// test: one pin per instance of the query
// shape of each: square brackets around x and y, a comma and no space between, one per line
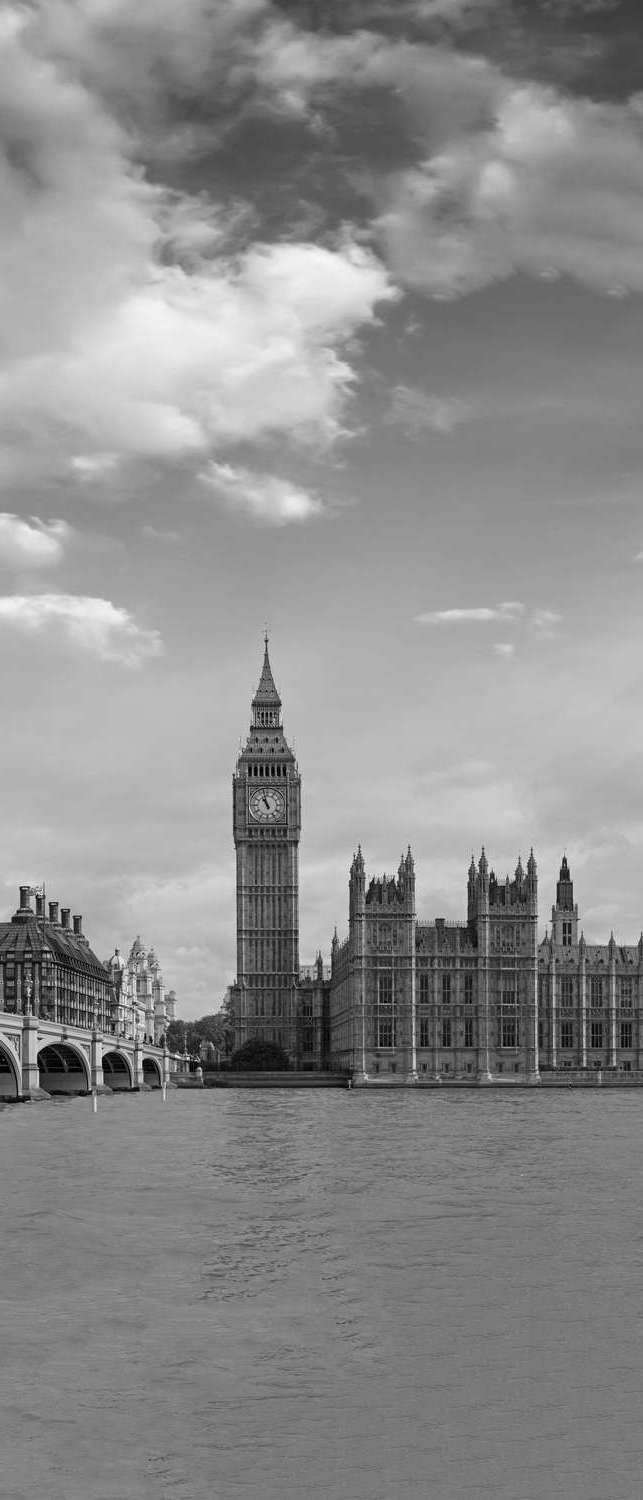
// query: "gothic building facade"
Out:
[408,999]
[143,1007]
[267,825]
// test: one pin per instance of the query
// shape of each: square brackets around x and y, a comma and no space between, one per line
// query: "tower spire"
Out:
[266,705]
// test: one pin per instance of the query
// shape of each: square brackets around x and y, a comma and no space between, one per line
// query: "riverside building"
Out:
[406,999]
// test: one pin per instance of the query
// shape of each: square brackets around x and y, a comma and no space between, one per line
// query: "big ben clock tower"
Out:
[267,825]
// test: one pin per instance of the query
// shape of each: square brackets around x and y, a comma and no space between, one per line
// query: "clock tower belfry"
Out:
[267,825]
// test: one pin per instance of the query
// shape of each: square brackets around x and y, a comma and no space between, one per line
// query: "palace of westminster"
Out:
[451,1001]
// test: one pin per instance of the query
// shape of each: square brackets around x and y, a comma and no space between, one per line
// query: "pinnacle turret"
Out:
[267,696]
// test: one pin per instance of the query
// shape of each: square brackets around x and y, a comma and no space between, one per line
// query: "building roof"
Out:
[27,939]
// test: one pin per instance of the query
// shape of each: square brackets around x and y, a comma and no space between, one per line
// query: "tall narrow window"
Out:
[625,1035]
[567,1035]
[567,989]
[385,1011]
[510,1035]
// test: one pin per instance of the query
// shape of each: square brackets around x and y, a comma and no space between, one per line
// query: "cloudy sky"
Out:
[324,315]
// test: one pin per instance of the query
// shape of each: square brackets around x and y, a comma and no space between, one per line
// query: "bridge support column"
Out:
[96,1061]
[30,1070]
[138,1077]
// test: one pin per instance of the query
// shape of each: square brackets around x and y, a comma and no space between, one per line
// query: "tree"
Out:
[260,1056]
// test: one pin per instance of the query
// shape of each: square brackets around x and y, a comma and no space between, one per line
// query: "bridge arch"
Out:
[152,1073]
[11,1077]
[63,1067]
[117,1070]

════

Your assignment
Where does the string "clock" occur in the data above? Copy every line that holds it.

Solution to this task
// query: "big ben clock tower"
// query: "clock tower belfry"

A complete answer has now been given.